What these completely ignore is the data per-second a node must process.
You can read my entire article about Moore’s Law if you want, but I’ll excerpt the important part below. Over in Oz they try and argue “you don’t need to run a node, only miners should decide what code is run”. It’s borderline absurd, but I won’t have to worry about that here because Proof of Stake completely removes miners and puts everything on the nodes. (They always were, but now there aren’t miners to divert the argument.)
- Moore’s Law is a measure of integrated circuit growth rates, which averages to 60% annually. It’s not a measure of the average available bandwidth (which is more important).
- Bandwidth growth rates are slower. Check out Nielsen’s Law. Starting with a 1:1 ratio (no bottleneck between hardware and bandwidth), at 50% growth annually, 10 years of compound growth result’s in a ~1:2 ratio. This means bandwidth scales twice as slow in 10 years, 4 times slower in 20 years, 8 times in 40 years, and so on… (It actually compounds much worse than this, but I’m keeping it simple and it still looks really bad.)
- Network latency scales slower than bandwidth. This means that as the average bandwidth speeds increase among nodes on the network, block & data propagation speeds do not scale at the same rate.
- Larger blocks demand better data propagation (latency) to counter node centralization.
Strictly from an Ethereum perspective with a future network of just nodes after the switch to Proof of Stake, you’d generally want to ensure node centralization is not an issue. The bottleneck for Bitcoin’s network is its blocksize (as it should be), because it ensures the growth rate of network demands never exceed the growth rate of external (and in some cases indeterminable) limitations like computational performance or network performance. Because of Ethereum’s exponentially growing blocksize, the bottleneck is not regulated below these external factors and as such results in a shrinking and more centralized network due to network demands that increasingly exceed the average users hardware and bandwidth.
Bitcoin SPV clients aren’t nodes. They don’t propagate blocks or transactions around the network, they leech, and all that they leech are the block headers.
- You can put invalid transactions into a block and still create a valid block header.
- If the network is controlled by 10 FULL-nodes, you only need half of them to ignore/approve invalid transactions so long as the header is valid.

*GIVEN EXERCISE A*
In the excerpt, what annual rate does Moore’s Law average to?
*GIVEN EXERCISE B*
Duplicate the part of the excerpt between "- Larger blocks" and "hardware and bandwidth.", inclusive.
*GIVEN EXERCISE C*
Answer yes or no for each statement below about the excerpt, and back each answer with the deciding words of the excerpt, quoted exactly.
(i) Proof of Stake removes miners.
(ii) Network latency scales faster than bandwidth.
(iii) Bitcoin SPV clients propagate blocks around the network.
Rely on the excerpt alone for every response.

*STORED ROWS*
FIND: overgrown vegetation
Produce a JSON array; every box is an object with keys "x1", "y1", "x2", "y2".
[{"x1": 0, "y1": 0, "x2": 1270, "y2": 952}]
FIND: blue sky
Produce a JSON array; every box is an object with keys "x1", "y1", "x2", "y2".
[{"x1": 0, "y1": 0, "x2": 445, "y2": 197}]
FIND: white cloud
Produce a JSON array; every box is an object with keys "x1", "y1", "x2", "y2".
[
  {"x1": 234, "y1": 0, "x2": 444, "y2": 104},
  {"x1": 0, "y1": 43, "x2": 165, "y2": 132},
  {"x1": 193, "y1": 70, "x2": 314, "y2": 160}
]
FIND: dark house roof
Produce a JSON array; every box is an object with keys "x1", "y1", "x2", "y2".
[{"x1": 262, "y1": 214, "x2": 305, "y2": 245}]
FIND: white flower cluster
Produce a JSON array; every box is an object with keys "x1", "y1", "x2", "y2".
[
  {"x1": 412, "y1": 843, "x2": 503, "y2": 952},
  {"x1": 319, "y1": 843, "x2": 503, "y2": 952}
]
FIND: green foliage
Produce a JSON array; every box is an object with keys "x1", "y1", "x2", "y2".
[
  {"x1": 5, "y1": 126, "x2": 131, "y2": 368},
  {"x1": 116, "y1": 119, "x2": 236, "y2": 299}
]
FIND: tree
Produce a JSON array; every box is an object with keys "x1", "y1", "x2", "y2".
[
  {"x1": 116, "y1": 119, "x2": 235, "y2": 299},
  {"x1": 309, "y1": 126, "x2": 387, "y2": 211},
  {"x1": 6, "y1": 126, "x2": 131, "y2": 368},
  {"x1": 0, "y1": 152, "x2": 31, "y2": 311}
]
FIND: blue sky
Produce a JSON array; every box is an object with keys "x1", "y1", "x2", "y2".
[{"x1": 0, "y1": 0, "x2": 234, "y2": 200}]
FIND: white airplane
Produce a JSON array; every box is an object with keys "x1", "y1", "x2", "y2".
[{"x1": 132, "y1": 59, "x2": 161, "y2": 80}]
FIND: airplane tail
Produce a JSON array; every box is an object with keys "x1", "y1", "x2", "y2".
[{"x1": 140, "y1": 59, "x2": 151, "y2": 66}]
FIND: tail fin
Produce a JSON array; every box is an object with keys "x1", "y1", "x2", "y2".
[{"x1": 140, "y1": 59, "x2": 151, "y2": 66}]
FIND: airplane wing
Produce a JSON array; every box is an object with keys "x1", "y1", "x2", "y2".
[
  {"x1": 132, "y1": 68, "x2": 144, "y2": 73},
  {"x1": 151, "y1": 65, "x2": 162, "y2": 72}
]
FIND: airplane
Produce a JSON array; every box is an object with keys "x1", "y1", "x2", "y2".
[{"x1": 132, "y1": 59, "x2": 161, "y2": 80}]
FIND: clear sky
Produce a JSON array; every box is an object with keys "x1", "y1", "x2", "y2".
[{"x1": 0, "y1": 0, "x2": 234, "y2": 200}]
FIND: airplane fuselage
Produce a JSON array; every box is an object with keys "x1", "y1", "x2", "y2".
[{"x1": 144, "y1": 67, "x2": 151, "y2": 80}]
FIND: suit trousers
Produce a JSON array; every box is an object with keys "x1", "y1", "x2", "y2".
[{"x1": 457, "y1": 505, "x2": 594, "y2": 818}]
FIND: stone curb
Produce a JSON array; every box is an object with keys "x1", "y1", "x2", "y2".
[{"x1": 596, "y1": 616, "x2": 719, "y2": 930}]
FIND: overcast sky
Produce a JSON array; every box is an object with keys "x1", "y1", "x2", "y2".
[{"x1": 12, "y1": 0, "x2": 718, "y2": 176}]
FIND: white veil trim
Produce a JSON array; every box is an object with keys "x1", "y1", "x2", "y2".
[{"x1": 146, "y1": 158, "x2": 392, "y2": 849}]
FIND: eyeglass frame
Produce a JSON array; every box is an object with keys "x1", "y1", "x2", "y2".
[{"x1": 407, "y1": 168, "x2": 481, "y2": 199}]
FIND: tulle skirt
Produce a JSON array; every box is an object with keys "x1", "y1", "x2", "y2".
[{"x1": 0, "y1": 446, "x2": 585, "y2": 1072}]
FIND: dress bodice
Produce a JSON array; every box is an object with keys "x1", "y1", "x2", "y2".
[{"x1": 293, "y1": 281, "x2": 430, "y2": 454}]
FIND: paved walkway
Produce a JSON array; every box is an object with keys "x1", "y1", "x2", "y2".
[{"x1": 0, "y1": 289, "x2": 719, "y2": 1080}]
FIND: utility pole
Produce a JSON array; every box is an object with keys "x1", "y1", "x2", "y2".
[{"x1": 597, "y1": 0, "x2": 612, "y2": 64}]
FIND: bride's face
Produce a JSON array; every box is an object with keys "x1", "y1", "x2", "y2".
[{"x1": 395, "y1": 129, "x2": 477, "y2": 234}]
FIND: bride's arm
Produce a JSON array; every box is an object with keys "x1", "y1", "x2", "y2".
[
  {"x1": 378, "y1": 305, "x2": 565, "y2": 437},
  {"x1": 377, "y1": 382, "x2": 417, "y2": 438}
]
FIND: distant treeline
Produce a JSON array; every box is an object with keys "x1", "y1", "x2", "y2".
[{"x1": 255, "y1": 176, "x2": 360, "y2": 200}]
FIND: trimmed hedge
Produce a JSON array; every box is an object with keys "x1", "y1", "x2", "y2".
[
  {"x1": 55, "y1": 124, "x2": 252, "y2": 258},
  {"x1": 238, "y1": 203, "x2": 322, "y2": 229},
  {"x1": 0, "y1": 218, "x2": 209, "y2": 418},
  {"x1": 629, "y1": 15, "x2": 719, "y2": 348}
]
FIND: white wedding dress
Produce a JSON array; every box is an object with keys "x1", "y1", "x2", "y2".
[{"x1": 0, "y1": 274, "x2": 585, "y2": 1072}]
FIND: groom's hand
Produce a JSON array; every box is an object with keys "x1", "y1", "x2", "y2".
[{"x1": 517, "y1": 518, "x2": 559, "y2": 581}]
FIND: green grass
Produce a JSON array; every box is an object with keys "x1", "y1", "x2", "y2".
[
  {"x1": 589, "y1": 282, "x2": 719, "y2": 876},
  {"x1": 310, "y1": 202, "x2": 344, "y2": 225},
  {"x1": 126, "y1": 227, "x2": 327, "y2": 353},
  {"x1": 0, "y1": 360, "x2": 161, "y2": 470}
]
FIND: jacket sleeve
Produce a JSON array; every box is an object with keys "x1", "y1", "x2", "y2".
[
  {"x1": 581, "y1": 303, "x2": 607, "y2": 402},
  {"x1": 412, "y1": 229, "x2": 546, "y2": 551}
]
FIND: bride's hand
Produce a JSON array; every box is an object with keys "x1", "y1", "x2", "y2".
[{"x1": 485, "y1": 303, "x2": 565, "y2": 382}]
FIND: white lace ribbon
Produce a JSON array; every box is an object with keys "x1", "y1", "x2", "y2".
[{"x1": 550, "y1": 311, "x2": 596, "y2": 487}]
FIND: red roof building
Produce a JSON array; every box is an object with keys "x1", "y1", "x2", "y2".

*CORRECT RESPONSE A*
It averages to 60% annually.

*CORRECT RESPONSE B*
- Larger blocks demand better data propagation (latency) to counter node centralization.
Strictly from an Ethereum perspective with a future network of just nodes after the switch to Proof of Stake, you’d generally want to ensure node centralization is not an issue. The bottleneck for Bitcoin’s network is its blocksize (as it should be), because it ensures the growth rate of network demands never exceed the growth rate of external (and in some cases indeterminable) limitations like computational performance or network performance. Because of Ethereum’s exponentially growing blocksize, the bottleneck is not regulated below these external factors and as such results in a shrinking and more centralized network due to network demands that increasingly exceed the average users hardware and bandwidth.

*CORRECT RESPONSE C*
(i) Yes: "Proof of Stake completely removes miners and puts everything on the nodes"
(ii) No: "Network latency scales slower than bandwidth."
(iii) No: "They don’t propagate blocks or transactions around the network"